Records on locating named things

## start

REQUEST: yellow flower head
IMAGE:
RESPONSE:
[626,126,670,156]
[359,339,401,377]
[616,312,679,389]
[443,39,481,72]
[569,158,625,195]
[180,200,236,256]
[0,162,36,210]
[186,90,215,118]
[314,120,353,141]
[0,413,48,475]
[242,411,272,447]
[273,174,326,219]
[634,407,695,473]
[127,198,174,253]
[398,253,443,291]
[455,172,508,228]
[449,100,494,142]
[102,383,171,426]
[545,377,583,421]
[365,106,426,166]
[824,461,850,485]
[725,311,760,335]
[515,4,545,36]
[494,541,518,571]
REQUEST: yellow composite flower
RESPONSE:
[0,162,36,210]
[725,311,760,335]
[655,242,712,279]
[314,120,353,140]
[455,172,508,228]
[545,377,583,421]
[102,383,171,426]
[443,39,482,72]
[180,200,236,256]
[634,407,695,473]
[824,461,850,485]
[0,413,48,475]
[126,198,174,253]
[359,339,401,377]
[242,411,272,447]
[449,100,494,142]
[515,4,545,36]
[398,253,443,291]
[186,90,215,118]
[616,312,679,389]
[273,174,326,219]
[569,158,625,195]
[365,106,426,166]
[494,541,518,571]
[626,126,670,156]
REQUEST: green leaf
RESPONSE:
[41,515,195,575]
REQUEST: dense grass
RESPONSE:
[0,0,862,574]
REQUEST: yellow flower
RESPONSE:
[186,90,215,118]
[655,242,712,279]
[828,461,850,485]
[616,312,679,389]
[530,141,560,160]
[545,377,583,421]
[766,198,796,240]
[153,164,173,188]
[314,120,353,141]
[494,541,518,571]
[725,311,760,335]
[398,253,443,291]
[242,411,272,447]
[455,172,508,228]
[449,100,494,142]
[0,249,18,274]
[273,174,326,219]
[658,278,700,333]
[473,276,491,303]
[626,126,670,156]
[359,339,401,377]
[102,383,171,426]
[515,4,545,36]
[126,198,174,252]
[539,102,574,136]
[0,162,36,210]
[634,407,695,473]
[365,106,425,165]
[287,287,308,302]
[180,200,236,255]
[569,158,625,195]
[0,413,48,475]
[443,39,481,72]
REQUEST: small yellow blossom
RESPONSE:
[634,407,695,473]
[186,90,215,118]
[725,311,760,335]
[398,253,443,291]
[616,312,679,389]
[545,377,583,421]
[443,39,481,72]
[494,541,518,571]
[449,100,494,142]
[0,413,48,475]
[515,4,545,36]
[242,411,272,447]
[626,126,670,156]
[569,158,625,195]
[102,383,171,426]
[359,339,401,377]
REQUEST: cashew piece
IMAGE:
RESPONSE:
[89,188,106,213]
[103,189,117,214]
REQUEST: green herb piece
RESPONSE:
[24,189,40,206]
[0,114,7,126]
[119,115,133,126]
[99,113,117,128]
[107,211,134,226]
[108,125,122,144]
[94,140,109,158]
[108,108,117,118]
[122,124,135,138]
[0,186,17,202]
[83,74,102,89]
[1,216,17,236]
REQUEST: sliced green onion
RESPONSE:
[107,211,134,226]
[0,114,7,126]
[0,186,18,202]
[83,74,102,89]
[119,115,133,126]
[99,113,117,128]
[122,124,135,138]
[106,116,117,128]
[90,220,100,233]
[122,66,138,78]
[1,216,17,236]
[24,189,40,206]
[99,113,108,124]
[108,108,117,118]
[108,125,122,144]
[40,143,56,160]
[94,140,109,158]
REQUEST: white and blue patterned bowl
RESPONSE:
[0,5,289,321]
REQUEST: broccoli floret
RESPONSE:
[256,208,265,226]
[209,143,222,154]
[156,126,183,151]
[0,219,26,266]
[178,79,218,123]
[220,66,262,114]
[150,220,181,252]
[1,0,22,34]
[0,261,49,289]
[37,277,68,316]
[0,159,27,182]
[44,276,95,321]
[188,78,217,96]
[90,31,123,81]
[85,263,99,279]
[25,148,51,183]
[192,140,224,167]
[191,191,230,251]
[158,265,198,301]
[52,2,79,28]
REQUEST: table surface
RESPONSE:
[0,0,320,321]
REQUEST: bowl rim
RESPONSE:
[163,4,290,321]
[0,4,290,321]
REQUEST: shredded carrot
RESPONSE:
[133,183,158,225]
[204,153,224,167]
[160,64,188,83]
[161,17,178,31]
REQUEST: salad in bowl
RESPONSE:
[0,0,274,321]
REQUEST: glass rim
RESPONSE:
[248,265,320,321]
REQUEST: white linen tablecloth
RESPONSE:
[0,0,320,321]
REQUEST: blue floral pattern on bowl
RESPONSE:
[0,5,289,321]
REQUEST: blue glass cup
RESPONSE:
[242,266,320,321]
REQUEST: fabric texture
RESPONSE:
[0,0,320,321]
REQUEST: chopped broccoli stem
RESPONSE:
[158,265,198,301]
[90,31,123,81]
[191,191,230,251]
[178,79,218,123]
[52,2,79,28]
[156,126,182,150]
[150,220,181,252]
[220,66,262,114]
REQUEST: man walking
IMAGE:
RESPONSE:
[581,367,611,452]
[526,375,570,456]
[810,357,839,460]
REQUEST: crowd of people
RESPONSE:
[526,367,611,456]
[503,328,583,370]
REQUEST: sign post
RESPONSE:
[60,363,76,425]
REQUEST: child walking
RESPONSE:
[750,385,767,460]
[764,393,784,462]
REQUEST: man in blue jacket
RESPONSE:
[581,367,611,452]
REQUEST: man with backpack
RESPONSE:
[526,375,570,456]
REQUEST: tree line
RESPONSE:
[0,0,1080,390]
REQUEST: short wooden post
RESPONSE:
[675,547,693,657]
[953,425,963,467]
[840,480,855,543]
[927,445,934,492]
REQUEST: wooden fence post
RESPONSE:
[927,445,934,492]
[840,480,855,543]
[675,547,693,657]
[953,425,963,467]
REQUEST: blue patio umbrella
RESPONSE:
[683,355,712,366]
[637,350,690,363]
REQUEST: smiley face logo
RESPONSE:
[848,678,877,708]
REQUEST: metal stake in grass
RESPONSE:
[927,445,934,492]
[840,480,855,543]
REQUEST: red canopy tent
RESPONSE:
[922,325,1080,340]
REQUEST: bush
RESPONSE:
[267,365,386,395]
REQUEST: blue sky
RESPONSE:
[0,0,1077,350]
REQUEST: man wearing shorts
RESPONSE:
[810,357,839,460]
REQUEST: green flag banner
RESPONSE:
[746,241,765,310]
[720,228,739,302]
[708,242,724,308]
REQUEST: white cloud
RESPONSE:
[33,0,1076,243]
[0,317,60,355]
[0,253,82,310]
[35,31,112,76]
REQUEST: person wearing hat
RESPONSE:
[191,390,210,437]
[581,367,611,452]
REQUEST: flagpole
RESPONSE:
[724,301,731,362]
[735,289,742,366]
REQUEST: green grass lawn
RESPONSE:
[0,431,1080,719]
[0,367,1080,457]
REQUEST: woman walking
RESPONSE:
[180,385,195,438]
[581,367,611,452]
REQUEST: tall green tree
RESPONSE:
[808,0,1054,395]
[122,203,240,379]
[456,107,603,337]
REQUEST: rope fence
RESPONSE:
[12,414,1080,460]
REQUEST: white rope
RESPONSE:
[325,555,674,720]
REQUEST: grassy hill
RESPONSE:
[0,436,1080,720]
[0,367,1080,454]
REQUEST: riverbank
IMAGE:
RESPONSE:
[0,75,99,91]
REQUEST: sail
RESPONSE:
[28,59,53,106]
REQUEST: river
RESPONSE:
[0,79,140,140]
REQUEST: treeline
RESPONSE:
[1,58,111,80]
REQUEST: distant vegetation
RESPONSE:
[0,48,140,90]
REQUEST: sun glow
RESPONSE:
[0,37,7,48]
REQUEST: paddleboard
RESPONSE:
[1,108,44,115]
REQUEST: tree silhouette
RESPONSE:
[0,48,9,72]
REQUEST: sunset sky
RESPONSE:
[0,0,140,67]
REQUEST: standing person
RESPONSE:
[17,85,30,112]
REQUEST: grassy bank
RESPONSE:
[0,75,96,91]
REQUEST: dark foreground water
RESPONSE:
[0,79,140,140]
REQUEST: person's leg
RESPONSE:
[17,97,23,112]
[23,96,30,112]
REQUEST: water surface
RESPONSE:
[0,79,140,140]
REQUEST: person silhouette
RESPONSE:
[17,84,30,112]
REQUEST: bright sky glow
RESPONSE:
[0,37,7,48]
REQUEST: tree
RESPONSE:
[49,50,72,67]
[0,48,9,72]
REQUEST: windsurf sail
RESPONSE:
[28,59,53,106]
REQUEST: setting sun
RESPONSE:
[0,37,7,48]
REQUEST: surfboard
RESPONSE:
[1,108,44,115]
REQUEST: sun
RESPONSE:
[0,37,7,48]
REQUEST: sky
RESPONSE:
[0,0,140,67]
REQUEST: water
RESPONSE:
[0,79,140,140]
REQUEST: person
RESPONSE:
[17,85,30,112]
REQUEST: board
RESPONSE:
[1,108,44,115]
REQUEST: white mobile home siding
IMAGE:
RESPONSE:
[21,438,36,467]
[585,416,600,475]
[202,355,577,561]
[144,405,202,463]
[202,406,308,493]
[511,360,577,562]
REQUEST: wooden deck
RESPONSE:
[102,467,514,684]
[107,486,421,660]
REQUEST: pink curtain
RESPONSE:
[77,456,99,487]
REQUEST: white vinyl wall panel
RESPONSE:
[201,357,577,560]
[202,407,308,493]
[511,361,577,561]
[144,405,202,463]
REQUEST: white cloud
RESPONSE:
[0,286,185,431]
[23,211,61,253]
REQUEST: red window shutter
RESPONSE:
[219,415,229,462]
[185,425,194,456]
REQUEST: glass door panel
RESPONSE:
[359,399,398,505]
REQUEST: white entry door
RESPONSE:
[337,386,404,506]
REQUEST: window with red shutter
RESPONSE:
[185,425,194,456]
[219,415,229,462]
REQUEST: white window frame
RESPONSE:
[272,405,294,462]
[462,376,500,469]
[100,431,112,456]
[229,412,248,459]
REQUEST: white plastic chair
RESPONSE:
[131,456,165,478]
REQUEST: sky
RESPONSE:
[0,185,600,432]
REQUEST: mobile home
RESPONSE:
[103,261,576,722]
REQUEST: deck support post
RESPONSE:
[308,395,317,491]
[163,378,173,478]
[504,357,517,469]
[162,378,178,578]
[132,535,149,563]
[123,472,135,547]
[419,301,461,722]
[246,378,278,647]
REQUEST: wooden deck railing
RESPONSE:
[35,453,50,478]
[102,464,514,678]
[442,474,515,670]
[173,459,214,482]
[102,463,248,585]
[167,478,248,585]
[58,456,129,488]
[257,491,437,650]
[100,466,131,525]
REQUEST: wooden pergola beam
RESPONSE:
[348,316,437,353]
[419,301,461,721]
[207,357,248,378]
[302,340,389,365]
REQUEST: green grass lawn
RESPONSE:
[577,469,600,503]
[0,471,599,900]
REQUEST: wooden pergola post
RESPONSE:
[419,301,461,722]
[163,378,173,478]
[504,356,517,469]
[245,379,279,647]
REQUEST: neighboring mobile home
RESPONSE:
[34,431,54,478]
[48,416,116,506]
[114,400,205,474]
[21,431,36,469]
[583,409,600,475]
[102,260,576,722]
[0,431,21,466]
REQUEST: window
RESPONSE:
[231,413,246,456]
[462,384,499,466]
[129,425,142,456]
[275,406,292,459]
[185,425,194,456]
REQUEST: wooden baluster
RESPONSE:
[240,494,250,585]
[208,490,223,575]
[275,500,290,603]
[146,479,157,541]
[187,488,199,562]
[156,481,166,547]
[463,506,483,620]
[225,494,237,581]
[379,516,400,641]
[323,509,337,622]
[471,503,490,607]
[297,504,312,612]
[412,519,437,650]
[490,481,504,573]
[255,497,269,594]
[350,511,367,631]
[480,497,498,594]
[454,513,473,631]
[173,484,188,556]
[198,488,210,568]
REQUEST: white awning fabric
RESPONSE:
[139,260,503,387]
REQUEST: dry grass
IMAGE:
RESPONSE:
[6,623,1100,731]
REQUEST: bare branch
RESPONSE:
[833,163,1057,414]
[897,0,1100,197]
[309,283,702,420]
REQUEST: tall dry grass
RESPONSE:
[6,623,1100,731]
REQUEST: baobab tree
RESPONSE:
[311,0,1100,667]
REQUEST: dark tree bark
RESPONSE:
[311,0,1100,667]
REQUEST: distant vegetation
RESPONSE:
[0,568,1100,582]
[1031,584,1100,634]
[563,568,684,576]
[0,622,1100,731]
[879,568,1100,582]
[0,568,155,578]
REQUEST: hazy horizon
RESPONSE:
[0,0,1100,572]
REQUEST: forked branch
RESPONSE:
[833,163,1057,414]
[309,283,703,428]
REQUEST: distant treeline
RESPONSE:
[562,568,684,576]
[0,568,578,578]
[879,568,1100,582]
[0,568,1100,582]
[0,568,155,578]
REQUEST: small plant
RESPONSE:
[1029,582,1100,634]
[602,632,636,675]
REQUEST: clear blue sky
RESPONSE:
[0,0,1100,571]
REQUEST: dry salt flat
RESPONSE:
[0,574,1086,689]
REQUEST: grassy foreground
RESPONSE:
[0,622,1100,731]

## end

- GIVEN INSTRUCTION:
Reproduce the records from the line with "REQUEST: metal stake in grass" to the line with "[708,242,724,308]", substituting "awning" for "canopy" and leaving everything else unchanged.

- FINISHED TASK:
REQUEST: metal stake in grass
RESPONSE:
[927,445,934,492]
[840,480,855,543]
REQUEST: red awning tent
RESPONSE:
[922,325,1080,340]
REQUEST: bush
RESPONSE:
[267,365,386,395]
REQUEST: blue sky
RESPONSE:
[0,0,1077,350]
REQUEST: man wearing shorts
RESPONSE:
[810,357,839,460]
REQUEST: green flag banner
RESPONSE:
[746,241,765,310]
[720,228,739,302]
[708,242,724,308]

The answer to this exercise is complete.